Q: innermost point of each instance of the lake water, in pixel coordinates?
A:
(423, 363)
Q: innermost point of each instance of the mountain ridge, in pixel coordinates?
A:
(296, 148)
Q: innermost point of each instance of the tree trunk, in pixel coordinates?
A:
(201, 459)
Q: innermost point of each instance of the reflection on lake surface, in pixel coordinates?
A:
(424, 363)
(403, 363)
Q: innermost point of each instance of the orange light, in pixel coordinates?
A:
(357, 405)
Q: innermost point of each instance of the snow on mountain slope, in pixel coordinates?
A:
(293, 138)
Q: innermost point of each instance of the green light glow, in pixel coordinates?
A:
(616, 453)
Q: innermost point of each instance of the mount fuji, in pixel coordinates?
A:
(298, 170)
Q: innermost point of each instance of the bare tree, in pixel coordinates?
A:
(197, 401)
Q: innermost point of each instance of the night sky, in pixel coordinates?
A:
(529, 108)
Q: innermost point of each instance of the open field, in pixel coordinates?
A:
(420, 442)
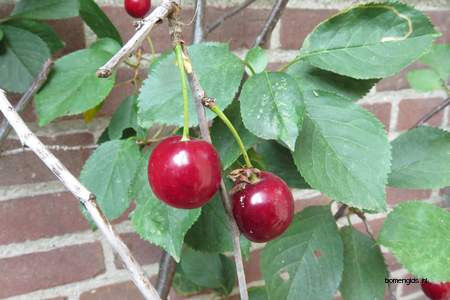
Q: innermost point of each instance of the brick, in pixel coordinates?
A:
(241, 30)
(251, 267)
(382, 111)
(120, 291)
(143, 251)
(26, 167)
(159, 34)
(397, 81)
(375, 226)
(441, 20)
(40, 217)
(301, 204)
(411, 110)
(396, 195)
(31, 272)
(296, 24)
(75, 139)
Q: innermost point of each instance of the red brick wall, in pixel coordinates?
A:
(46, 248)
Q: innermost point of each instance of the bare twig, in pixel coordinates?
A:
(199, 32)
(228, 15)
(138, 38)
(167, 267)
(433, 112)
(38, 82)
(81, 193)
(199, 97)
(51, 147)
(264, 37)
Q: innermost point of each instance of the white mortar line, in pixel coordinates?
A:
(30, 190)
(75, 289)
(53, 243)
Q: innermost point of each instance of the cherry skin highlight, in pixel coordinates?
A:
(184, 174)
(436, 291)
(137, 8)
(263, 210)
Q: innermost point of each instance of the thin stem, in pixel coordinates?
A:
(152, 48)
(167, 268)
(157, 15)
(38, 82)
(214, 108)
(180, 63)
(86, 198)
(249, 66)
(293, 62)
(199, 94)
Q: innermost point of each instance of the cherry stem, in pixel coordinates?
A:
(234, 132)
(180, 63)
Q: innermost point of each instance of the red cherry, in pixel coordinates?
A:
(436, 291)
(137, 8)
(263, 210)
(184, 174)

--

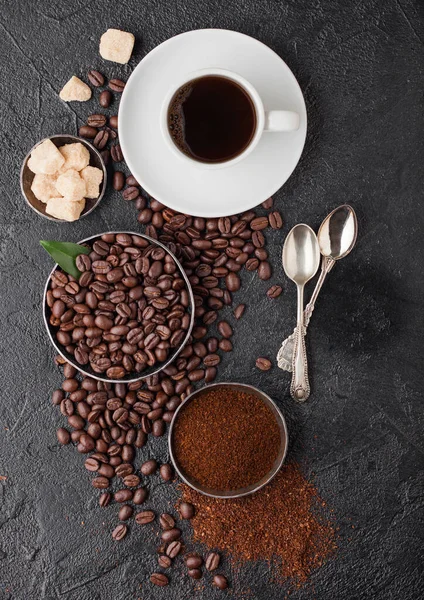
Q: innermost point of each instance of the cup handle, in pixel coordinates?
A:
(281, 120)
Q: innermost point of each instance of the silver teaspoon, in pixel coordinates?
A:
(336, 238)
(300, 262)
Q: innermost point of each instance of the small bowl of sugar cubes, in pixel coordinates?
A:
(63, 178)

* * *

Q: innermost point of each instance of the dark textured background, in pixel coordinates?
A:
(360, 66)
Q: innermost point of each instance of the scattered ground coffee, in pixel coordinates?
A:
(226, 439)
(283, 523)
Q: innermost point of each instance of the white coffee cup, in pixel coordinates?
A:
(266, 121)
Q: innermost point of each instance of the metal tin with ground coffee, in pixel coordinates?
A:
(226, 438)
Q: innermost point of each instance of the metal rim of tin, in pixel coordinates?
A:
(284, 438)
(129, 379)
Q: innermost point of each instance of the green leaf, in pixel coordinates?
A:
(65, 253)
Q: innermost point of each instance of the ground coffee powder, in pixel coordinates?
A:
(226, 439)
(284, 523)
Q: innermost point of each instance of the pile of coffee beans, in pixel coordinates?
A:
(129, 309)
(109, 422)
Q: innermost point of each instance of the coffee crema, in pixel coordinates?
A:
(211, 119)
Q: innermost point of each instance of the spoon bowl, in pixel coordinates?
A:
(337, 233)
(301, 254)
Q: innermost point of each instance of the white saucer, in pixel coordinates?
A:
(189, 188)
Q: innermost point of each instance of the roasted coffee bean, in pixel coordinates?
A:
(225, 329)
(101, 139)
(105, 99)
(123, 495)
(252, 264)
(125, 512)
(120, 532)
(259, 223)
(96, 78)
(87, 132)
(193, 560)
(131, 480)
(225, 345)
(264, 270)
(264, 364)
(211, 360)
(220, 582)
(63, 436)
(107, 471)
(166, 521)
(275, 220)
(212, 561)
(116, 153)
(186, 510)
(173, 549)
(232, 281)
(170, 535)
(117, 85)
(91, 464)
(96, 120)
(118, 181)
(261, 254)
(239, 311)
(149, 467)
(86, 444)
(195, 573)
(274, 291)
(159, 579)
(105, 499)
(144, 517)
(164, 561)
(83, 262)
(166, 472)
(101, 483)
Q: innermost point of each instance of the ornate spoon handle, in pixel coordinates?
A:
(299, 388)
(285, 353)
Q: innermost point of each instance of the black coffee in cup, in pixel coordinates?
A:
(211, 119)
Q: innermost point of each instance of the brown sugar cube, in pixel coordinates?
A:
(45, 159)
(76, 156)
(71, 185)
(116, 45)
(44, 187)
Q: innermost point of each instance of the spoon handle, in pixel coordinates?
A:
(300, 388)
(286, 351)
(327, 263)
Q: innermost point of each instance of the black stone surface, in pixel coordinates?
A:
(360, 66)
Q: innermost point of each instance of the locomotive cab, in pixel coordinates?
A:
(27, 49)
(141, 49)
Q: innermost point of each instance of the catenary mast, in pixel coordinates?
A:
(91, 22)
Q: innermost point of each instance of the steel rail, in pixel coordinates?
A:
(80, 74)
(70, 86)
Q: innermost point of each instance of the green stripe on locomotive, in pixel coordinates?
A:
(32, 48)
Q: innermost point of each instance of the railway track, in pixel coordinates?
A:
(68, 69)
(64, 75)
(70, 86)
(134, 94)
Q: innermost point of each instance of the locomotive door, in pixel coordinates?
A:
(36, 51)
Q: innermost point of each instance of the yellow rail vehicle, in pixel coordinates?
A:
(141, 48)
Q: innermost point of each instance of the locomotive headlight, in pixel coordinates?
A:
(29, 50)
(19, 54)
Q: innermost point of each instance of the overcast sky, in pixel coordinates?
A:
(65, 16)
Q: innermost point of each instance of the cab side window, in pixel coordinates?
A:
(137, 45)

Problem to work on
Each line in the data above either holds "brick" or does not. State how many do, as a bare number.

Solution below
2